> **GOAL A**
List each distinct proper name in the passage that the Jupiter discussion quotes from the wiki page.
> **GOAL B**
Rewrite the stretch of the Jupiter discussion from "The move to" through "the ring plane?", putting "Saturn" wherever "Jupiter" stands.

> **SUPPLIED TEXT**
_ _ _

The move to Jupiter was made for the film 2001 with Kubrick and this continued in subsequent books.
Stop me if I'm wrong, but wasn't that decision made for special effects reasons; i.e., they couldn't create a satisfactorily realistic effect for the ring plane?
From the "Silent Running (1972)" wiki page:
"Trumbull had been involved with creating effects for 2001: A Space Odyssey. Director Stanley Kubrick wanted the Stargate sequence of that film to be centered around Saturn, but there were technical difficulties in getting the special effects for it finished in the limited timeframe. The Saturn idea was scrapped, and Kubrick substituted Jupiter instead. Trumbull developed the sequence after production, and it was recreated for Saturn in Silent Running"
"No one would have believed in the last years of the nineteenth century that this world was being watched keenly and closely by intelligences greater than man's and yet as mortal as his own; that as men busied themselves about their various concerns they were scrutinised and studied, perhaps almost as narrowly as a man with a microscope might scrutinise the transient creatures that swarm and multiply in a drop of water. With infinite complacency men went to and fro over this globe about their little affairs, serene in their assurance of their empire over matter. It is possible that the infusoria under the microscope do the same. No one gave a thought to the older worlds of space as sources of human danger, or thought of them only to dismiss the idea of life upon them as impossible or improbable."
No-one would have believed in the last years of the nineteenth century, that human affairs were being watched from the timeless worlds of space.

_ _ _

> **COLLECTED MATERIAL**
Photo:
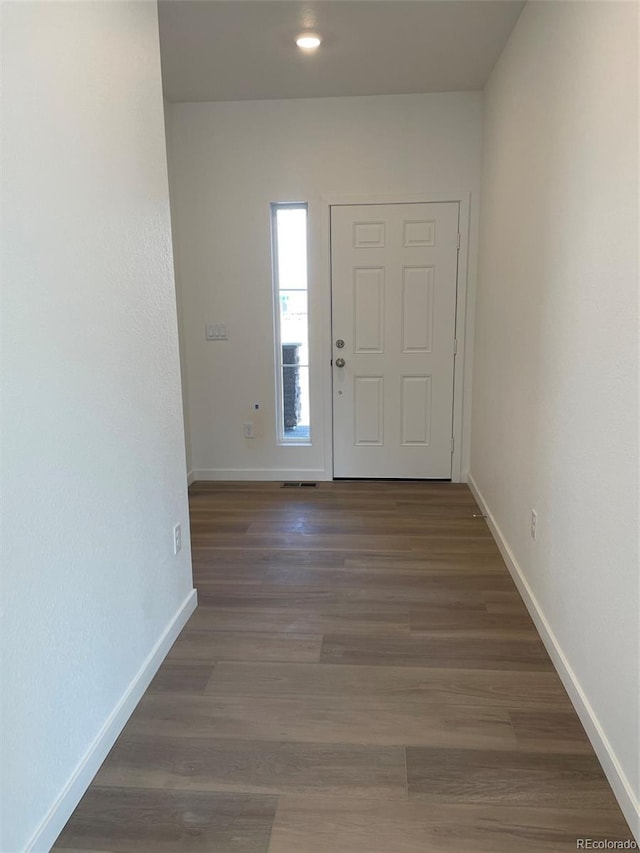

_ _ _

> **PROBLEM SOLUTION A**
Trumbull, 2001: A Space Odyssey, Stanley Kubrick, Stargate, Saturn, Jupiter, Silent Running

> **PROBLEM SOLUTION B**
The move to Saturn was made for the film 2001 with Kubrick and this continued in subsequent books.
Stop me if I'm wrong, but wasn't that decision made for special effects reasons; i.e., they couldn't create a satisfactorily realistic effect for the ring plane?